▶ **Work instructions**:
Can you give the part of the bank post that opens with "And you are" and closes with "market in there." again, switching "jealousy" to "envy"?

▶ **Passage**:
Thursday, June 28, 2012

How to rob a bank (advice from someone who has done it)

Look, right off the bat, I want to make sure you all know that the goal from writing today’s blog is not at all to make you jealous, although I understand from the get go some of you will become jealous, and I am sorry about that, but it is just a going to have to be the flaw that comes from talking about this topic – you see – now please hold your chair hard just in case you descend into a jealous rage, I don’t want your hands somewhere that may result in a smashed computer screen – but here goes – yesterday I was forced to go to the bank!
I know what your thinking – ‘fuck you Dave, how come you always get to live the high life - I am stuck at home watching TV while I make love to my wife – and you’re out there getting to enjoy the thrill of long lines, emotionless staff, waiting behind people who some how manage to make a transaction that takes you twenty seconds last fourteen minutes all while you are charged a five dollar per minute waiting in line charge, seriously fuck you!’  And seriously, I hear you, I’d be jealous too, and I LIKE watching television, but you don’t know the full story.

And you are never going to know it, because I just typed it up and it was so painfully boring that I deleted it all – all you need to know is this – I got messed around in a very annoying and illogical way, and this required me to go into the bank, and now we are back to the point of your raging jealousy, which I think you should maybe try and get some pills for or something, because it can’t be healthy. Wait, are there pills for jealousy? And are there known medical disorders that are diagnosed as being caused by lots of jealousy? Because I swear there could be a huge untapped market in there.

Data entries
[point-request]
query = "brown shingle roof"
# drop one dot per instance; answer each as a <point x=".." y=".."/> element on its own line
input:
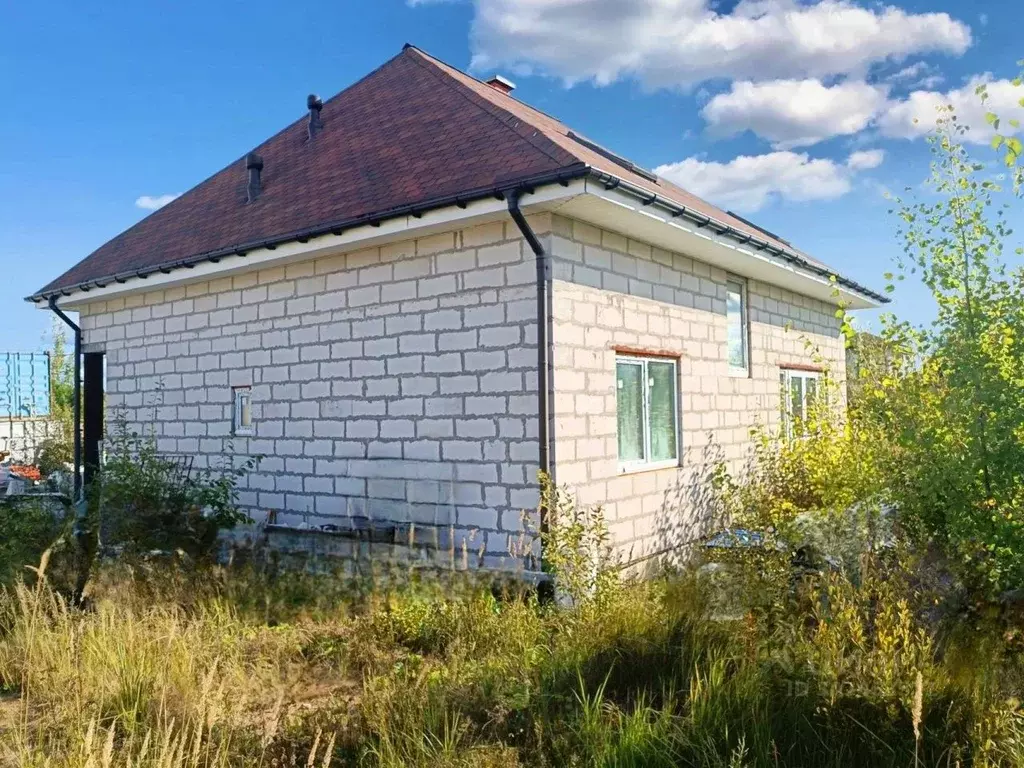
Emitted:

--

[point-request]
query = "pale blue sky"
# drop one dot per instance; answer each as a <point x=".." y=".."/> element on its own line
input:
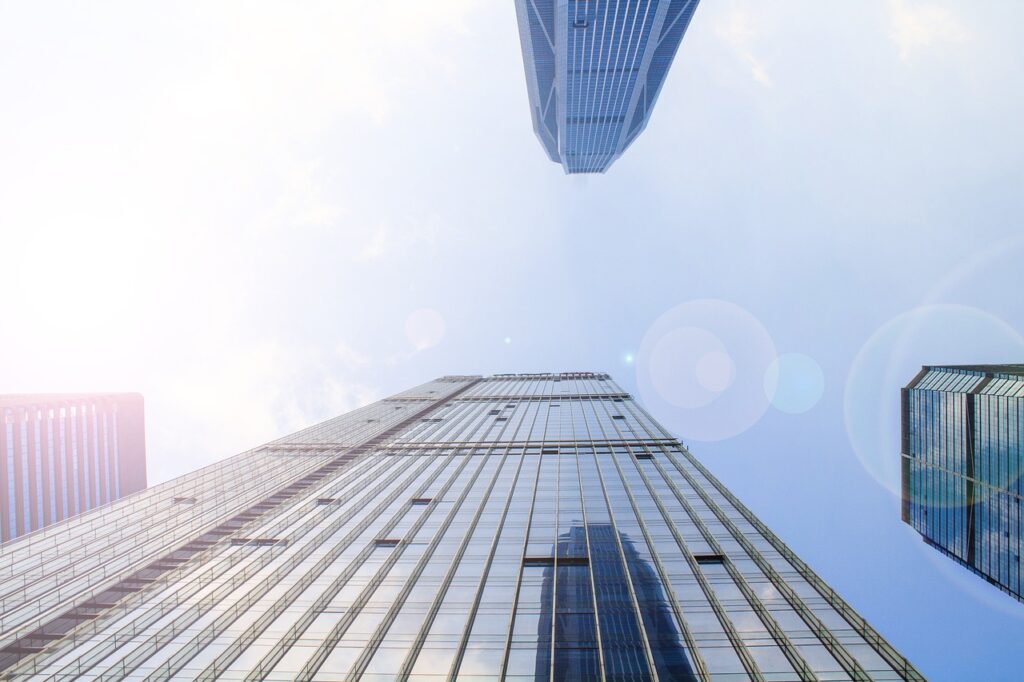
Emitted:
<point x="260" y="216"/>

▶ **Task result**:
And you are never going to know it, because I just typed it up and it was so painfully boring that I deleted it all – all you need to know is this – I got messed around in a very annoying and illogical way, and this required me to go into the bank, and now we are back to the point of your raging envy, which I think you should maybe try and get some pills for or something, because it can’t be healthy. Wait, are there pills for envy? And are there known medical disorders that are diagnosed as being caused by lots of envy? Because I swear there could be a huge untapped market in there.